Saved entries
..........

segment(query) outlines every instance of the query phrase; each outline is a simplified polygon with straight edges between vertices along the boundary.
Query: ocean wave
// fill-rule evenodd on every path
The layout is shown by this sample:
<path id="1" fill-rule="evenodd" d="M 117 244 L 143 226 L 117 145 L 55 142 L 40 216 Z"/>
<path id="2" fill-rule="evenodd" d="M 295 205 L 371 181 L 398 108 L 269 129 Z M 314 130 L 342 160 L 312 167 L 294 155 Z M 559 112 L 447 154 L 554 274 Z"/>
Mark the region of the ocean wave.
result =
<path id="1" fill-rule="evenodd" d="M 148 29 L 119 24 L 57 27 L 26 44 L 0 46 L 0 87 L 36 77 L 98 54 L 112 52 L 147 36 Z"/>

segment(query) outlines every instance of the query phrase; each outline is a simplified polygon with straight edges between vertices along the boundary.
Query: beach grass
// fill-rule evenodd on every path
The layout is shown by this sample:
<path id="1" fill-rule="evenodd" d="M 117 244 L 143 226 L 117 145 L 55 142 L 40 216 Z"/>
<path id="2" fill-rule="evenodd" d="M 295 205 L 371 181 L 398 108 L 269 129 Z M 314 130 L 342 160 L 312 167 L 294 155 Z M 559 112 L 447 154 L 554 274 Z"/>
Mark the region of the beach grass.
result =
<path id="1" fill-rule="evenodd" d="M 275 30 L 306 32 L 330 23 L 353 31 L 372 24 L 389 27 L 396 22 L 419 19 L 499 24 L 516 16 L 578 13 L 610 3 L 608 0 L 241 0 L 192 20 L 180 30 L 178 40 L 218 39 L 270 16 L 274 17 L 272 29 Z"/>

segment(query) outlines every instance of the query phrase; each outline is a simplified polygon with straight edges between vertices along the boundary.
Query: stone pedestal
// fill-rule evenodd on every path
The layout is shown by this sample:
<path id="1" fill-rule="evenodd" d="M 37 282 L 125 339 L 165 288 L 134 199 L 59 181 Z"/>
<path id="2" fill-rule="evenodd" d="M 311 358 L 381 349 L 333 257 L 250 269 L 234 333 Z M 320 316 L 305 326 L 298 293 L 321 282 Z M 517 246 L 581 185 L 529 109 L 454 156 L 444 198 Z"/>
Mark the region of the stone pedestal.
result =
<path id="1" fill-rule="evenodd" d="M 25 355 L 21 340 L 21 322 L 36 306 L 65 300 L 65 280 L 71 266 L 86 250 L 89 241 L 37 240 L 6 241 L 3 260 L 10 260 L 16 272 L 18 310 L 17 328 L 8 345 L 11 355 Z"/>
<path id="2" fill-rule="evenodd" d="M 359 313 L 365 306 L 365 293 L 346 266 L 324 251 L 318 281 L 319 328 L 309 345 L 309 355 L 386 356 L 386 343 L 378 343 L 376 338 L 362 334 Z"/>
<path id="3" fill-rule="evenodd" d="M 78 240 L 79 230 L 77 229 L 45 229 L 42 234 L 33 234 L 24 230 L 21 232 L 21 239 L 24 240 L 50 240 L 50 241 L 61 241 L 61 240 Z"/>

..........

▸ **What you need to do**
Above are some records; copy each line there that contains "pedestal".

▸ **Task result**
Query: stone pedestal
Mark the region of the stone pedestal.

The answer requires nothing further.